• _Passage provided_

Theatre and cinema in Macau, China

The Dom Pedro V Theatre (伯多祿五世劇; Teatro Dom Pedro V) is a historical theatre situated at Largo de Santo Agostinho in São Lourenço, Macau, China. It is one of the first western-style theatres in East Asia. The theater is an important landmark in the region and remains a venue for important public events and celebrations today.

==History==
The theatre was built in 1860 by the local Portuguese to commemorate their reigning king, Peter V. It used to be a regular meeting place for the Portuguese and Macanese people living in Macau. Its current façade was added in 1873. The theater was used as a refugee shelter in the World War II. In 2005, the theater became one of the designated sites of the Historic Centre of Macau enlisted on the UNESCO World Heritage List. In August 2017, the portico ceiling of the theater was damaged due to Typhoon Hato.

• _Dataset extract_
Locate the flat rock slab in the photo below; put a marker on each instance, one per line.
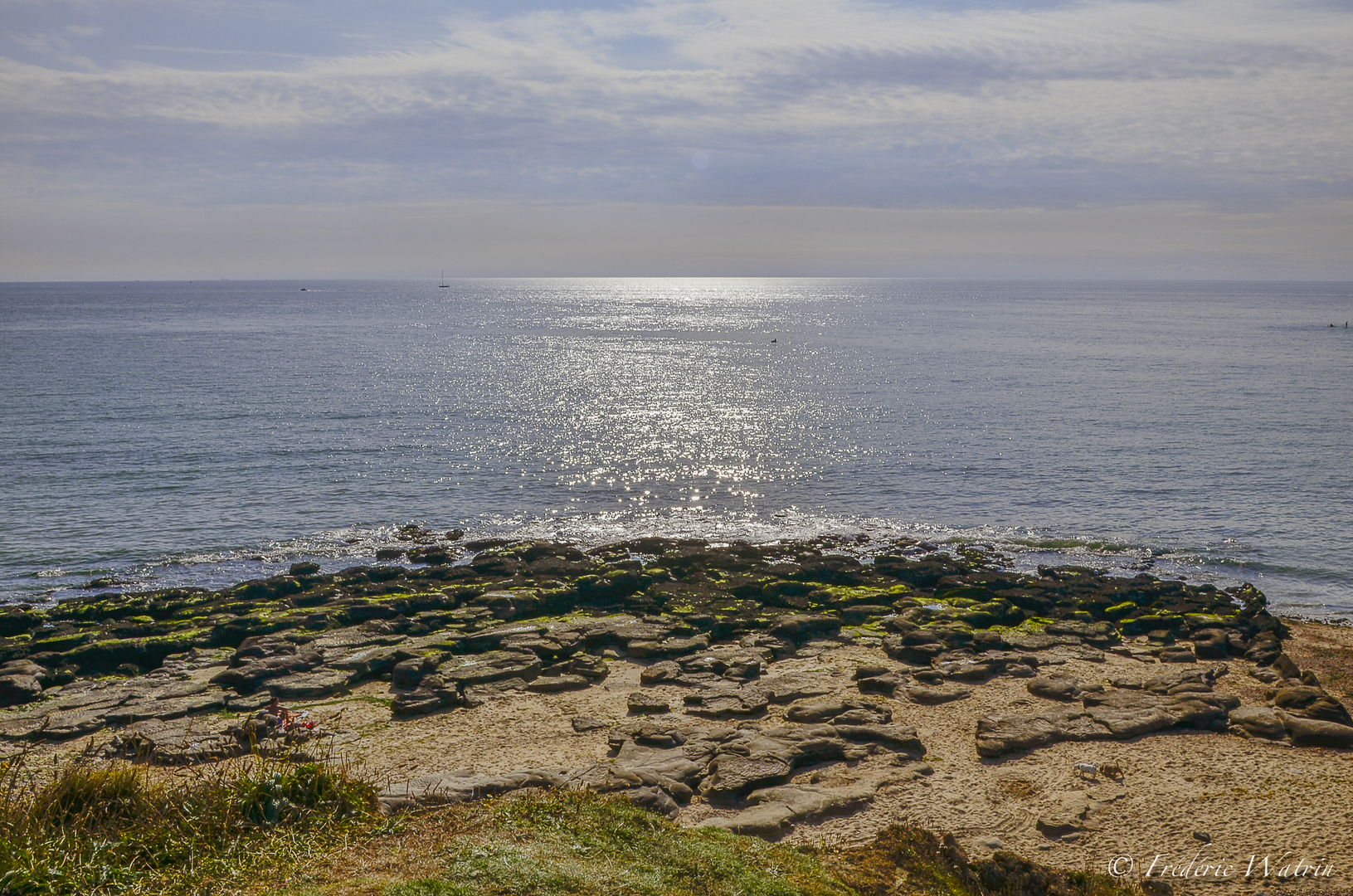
(935, 696)
(1114, 715)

• _List of tasks_
1 - According to the passage on the Dom Pedro V Theatre, in what year was the theatre's current façade added?
2 - Continue the passage on the Dom Pedro V Theatre from the point where it ends.

• _Answers provided_
1 - 1873

2 -
==Architecture==
The theater is neo-classical in design, incorporating a portico front on a rectilinear plan. The building is 41.5 metres long and 22 metres wide. Apart from being a theatre, it features a ballroom, a study room, and a billiard room.

- Hosted the Italian opera Madama Butterfly's premiere in Asia.
- Undergone various reconstructions throughout its history. It discontinued operating and was left unused for almost two decades due to structural corrosion by termites before reopened in 1993 after large scale renovations.